Exercise goal -
Starting from the line containing "Record the location of each instance of the red and", give again every line through the end of the entries, word for word. Pictures stay out of the copy.

Material for this exercise -
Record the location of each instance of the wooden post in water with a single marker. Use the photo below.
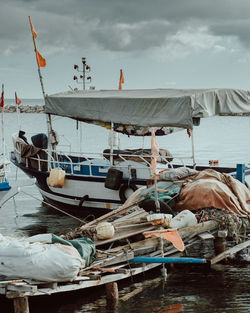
(112, 293)
(220, 243)
(21, 305)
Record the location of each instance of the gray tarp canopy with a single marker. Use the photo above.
(149, 107)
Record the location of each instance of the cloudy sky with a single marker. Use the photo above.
(157, 43)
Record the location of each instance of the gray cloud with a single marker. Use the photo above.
(118, 25)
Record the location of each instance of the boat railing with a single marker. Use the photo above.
(85, 163)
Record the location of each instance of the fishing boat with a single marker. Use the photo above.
(104, 180)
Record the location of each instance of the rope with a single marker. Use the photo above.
(54, 207)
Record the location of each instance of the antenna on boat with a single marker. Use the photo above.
(84, 71)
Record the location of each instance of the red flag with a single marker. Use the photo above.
(154, 151)
(2, 100)
(121, 80)
(34, 33)
(41, 62)
(18, 101)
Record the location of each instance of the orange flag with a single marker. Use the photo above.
(41, 62)
(121, 80)
(154, 151)
(2, 100)
(18, 101)
(32, 29)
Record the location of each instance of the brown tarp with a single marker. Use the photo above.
(209, 188)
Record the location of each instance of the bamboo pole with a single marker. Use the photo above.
(21, 305)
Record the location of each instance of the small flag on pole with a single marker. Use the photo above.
(2, 100)
(18, 101)
(154, 151)
(34, 33)
(41, 62)
(121, 80)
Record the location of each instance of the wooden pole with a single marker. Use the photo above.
(21, 305)
(49, 122)
(112, 293)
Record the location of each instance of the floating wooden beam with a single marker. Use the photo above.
(181, 260)
(230, 252)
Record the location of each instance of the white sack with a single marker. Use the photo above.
(20, 259)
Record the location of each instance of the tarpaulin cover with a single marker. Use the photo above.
(149, 107)
(213, 189)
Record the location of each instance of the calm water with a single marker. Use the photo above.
(223, 288)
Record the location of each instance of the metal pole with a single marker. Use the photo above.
(112, 145)
(83, 71)
(192, 140)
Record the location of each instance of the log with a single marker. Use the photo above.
(131, 294)
(106, 216)
(230, 252)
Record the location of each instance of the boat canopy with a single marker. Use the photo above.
(148, 107)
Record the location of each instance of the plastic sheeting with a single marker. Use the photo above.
(213, 189)
(149, 107)
(33, 258)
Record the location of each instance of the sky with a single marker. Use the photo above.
(157, 44)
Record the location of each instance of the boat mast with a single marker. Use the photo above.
(3, 135)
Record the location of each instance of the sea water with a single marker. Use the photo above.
(223, 288)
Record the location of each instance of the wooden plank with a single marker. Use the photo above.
(206, 236)
(230, 252)
(122, 257)
(21, 287)
(108, 215)
(85, 284)
(122, 234)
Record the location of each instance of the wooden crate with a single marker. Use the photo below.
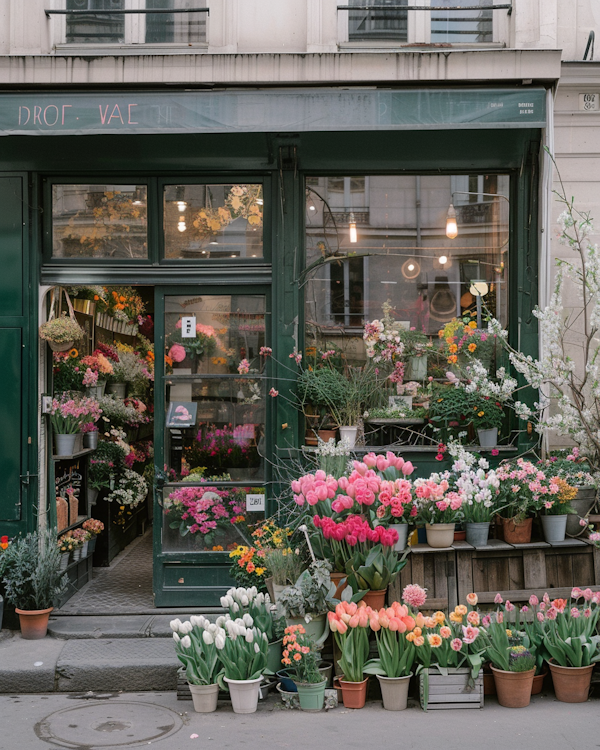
(452, 690)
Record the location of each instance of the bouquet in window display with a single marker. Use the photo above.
(207, 511)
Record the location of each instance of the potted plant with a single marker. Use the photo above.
(301, 656)
(32, 580)
(243, 654)
(349, 624)
(396, 654)
(61, 333)
(305, 603)
(439, 508)
(196, 650)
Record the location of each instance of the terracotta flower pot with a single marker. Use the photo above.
(375, 599)
(513, 688)
(34, 622)
(517, 533)
(571, 684)
(354, 694)
(538, 683)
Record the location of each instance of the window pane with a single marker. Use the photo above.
(402, 253)
(96, 29)
(99, 221)
(174, 28)
(213, 221)
(377, 24)
(462, 26)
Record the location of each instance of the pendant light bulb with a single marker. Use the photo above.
(451, 226)
(352, 228)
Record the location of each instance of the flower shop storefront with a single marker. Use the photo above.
(237, 288)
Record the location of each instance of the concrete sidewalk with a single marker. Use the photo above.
(158, 720)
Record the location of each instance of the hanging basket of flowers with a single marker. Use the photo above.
(62, 332)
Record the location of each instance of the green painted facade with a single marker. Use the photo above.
(27, 168)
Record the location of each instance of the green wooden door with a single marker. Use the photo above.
(14, 359)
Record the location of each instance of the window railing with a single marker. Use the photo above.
(452, 21)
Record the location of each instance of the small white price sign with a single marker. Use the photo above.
(255, 503)
(188, 327)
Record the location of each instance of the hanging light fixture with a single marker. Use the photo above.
(352, 228)
(451, 226)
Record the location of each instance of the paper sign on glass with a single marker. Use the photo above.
(255, 503)
(188, 327)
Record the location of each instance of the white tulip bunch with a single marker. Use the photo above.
(240, 602)
(197, 643)
(243, 652)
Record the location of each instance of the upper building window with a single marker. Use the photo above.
(129, 22)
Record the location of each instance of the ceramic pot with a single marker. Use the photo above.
(440, 534)
(354, 694)
(315, 628)
(402, 529)
(538, 683)
(394, 692)
(375, 599)
(34, 623)
(477, 533)
(513, 688)
(244, 694)
(65, 444)
(571, 684)
(90, 440)
(204, 697)
(274, 656)
(311, 695)
(517, 533)
(117, 389)
(341, 581)
(488, 438)
(349, 434)
(555, 528)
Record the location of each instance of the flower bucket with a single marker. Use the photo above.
(274, 656)
(315, 628)
(90, 440)
(478, 533)
(117, 389)
(488, 438)
(555, 528)
(440, 534)
(204, 697)
(517, 533)
(244, 694)
(513, 688)
(311, 695)
(538, 683)
(64, 444)
(34, 623)
(349, 434)
(375, 599)
(394, 692)
(402, 529)
(354, 694)
(571, 684)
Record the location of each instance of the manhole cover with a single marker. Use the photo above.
(107, 725)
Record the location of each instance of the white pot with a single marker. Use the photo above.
(204, 697)
(402, 529)
(349, 434)
(244, 694)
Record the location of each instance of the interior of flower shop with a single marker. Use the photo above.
(223, 317)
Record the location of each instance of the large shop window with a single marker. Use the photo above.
(99, 221)
(114, 27)
(213, 221)
(420, 260)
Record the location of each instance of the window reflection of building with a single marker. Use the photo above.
(402, 253)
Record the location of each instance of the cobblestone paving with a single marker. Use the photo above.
(123, 588)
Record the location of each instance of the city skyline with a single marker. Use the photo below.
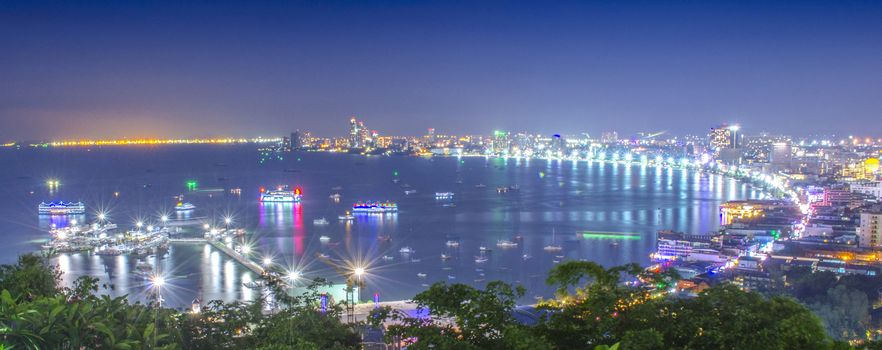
(80, 71)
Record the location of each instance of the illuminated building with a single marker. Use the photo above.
(723, 137)
(870, 231)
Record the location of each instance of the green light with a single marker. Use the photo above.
(610, 235)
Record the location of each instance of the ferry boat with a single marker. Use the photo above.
(61, 208)
(281, 195)
(320, 221)
(506, 244)
(375, 207)
(184, 206)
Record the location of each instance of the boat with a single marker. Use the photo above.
(184, 206)
(61, 208)
(281, 195)
(506, 244)
(552, 247)
(375, 207)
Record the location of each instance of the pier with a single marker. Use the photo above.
(251, 265)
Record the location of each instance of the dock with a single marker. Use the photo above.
(251, 265)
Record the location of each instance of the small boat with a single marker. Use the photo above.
(184, 206)
(506, 244)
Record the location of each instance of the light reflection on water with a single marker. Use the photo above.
(554, 196)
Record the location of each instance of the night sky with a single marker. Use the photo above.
(111, 69)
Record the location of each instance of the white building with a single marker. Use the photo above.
(870, 232)
(871, 188)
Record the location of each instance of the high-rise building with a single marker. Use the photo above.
(296, 141)
(870, 232)
(359, 135)
(723, 137)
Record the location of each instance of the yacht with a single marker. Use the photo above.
(281, 195)
(506, 244)
(184, 206)
(61, 208)
(375, 207)
(320, 221)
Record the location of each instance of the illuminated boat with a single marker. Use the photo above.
(184, 206)
(281, 195)
(61, 208)
(375, 207)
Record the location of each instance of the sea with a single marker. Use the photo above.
(604, 212)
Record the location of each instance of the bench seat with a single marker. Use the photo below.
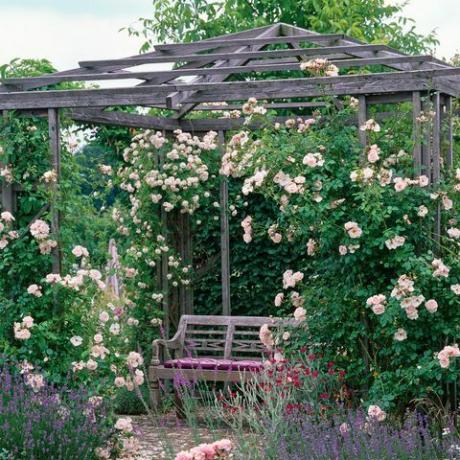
(217, 364)
(209, 348)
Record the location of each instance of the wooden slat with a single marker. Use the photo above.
(416, 127)
(436, 149)
(362, 118)
(55, 150)
(201, 46)
(124, 119)
(224, 236)
(291, 30)
(308, 52)
(7, 189)
(272, 106)
(172, 101)
(214, 92)
(227, 320)
(193, 125)
(206, 71)
(450, 133)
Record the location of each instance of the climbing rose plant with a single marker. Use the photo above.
(374, 283)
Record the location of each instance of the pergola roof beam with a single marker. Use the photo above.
(307, 52)
(202, 46)
(223, 91)
(176, 73)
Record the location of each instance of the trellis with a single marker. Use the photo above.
(199, 82)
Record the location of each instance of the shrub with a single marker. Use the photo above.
(374, 282)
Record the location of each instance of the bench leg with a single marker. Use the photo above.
(179, 403)
(155, 395)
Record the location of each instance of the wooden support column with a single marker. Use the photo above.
(163, 271)
(185, 237)
(8, 200)
(55, 151)
(417, 131)
(436, 161)
(427, 147)
(224, 236)
(362, 118)
(437, 107)
(449, 159)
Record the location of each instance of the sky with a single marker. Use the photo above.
(66, 31)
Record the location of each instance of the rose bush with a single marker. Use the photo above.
(374, 283)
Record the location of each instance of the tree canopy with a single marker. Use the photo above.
(368, 20)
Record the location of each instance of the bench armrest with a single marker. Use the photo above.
(172, 344)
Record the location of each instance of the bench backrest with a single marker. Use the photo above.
(229, 337)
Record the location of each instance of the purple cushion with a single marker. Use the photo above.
(247, 365)
(199, 363)
(216, 364)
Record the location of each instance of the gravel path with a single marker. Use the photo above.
(159, 441)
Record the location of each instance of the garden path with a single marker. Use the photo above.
(158, 440)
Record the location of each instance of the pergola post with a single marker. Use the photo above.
(417, 130)
(224, 236)
(55, 150)
(449, 119)
(186, 253)
(362, 118)
(7, 188)
(436, 159)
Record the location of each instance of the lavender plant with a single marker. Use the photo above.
(355, 435)
(40, 421)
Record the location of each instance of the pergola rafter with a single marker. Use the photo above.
(219, 73)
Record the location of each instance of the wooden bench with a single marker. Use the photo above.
(209, 348)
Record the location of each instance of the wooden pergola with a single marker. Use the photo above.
(199, 82)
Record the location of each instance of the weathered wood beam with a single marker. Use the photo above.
(172, 101)
(362, 118)
(55, 150)
(387, 82)
(417, 130)
(450, 132)
(224, 236)
(202, 46)
(7, 191)
(290, 30)
(207, 71)
(194, 125)
(124, 119)
(307, 52)
(274, 105)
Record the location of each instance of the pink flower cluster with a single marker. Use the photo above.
(40, 230)
(266, 336)
(289, 184)
(448, 352)
(353, 229)
(291, 278)
(217, 450)
(377, 303)
(395, 242)
(22, 329)
(440, 269)
(246, 223)
(6, 219)
(376, 413)
(320, 66)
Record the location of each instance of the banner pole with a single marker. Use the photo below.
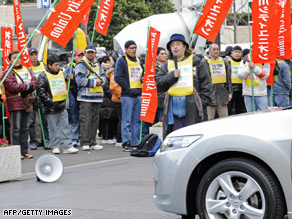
(192, 33)
(24, 47)
(141, 128)
(250, 46)
(93, 30)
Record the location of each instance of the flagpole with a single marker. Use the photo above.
(251, 71)
(141, 127)
(192, 33)
(24, 47)
(71, 65)
(93, 30)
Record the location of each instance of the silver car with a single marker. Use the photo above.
(234, 167)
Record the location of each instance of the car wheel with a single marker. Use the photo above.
(239, 189)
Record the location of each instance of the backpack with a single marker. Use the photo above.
(147, 147)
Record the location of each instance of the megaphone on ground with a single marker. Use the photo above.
(48, 168)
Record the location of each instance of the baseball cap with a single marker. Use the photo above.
(78, 52)
(90, 48)
(32, 50)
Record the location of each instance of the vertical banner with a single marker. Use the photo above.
(7, 45)
(21, 38)
(284, 38)
(149, 99)
(211, 20)
(264, 31)
(104, 16)
(64, 21)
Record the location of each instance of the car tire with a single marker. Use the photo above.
(239, 188)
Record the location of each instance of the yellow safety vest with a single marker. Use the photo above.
(218, 71)
(38, 69)
(24, 74)
(234, 72)
(256, 79)
(185, 84)
(57, 86)
(93, 76)
(135, 73)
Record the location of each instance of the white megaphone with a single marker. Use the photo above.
(48, 168)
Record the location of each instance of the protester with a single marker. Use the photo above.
(260, 74)
(236, 105)
(52, 93)
(35, 131)
(221, 83)
(89, 78)
(128, 73)
(19, 85)
(188, 88)
(282, 86)
(74, 108)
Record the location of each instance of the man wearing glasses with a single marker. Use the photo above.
(128, 73)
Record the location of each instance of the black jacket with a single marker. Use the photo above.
(45, 95)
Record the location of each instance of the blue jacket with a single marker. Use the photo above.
(122, 77)
(283, 84)
(84, 83)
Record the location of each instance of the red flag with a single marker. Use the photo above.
(7, 45)
(284, 38)
(86, 17)
(21, 38)
(104, 16)
(149, 99)
(211, 20)
(264, 31)
(63, 22)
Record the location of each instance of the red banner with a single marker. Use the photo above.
(211, 20)
(264, 31)
(63, 22)
(21, 38)
(86, 17)
(149, 99)
(284, 38)
(104, 16)
(6, 44)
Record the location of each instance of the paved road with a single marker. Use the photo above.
(100, 184)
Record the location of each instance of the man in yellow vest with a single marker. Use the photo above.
(52, 92)
(89, 79)
(35, 134)
(128, 73)
(221, 83)
(236, 105)
(187, 84)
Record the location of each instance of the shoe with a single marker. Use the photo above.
(71, 150)
(33, 146)
(56, 151)
(86, 148)
(28, 156)
(118, 144)
(111, 141)
(97, 147)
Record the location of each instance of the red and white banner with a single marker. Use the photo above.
(21, 38)
(6, 44)
(64, 21)
(211, 20)
(264, 31)
(86, 17)
(104, 16)
(149, 99)
(284, 38)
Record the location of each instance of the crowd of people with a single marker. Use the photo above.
(105, 94)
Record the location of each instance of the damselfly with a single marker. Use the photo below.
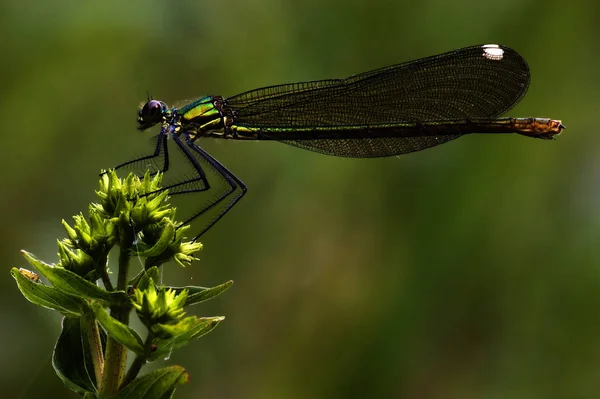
(389, 111)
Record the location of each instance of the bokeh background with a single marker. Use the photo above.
(470, 270)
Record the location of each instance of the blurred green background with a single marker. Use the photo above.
(470, 270)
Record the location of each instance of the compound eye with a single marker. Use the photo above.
(151, 112)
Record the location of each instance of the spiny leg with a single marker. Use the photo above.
(233, 182)
(161, 151)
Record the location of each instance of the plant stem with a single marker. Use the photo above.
(115, 358)
(138, 362)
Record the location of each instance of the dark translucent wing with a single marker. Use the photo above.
(481, 81)
(473, 82)
(371, 147)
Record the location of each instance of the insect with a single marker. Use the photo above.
(385, 112)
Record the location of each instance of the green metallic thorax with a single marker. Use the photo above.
(201, 118)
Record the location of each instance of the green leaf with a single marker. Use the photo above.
(160, 384)
(72, 284)
(48, 297)
(181, 334)
(163, 242)
(72, 357)
(120, 332)
(201, 294)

Written solution -
Record the location of each instance of the red and white banner with a single marker. Use the photo above.
(21, 38)
(6, 44)
(64, 21)
(211, 20)
(264, 31)
(86, 17)
(104, 16)
(149, 99)
(284, 38)
Record the location of each instance of the crowd of people with a single marker. Use the photo above.
(105, 94)
Record the location of each instance of the damselfly with a single marker. Use the photo below.
(389, 111)
Record the location of each instance of the bokeh background with a single marker. Use the photo above.
(470, 270)
Record the location of each instance of the blurred green background with a single marker. Use the photo above.
(470, 270)
Record the location of each instance of the compound eye with a single marker. Use the photo above.
(151, 112)
Record the location of each instance of the spiny leg with a single marker. Use the photo above.
(233, 182)
(161, 151)
Record the location of each instance of the plant stem with a single marker. Use the photo above.
(115, 358)
(138, 362)
Record the location of each instance of the dark translucent wing with a single marker. Use the photo above.
(481, 81)
(473, 82)
(371, 147)
Record the location of each instance of the insect with a single marker. Use the photo above.
(385, 112)
Record the location of each instance of the green metallic thorax with a single marker. Use the photo above.
(201, 118)
Record the location of each instance of the green leaf with a single marker. Use the photo above.
(160, 384)
(72, 284)
(48, 297)
(181, 334)
(163, 242)
(72, 357)
(120, 332)
(201, 294)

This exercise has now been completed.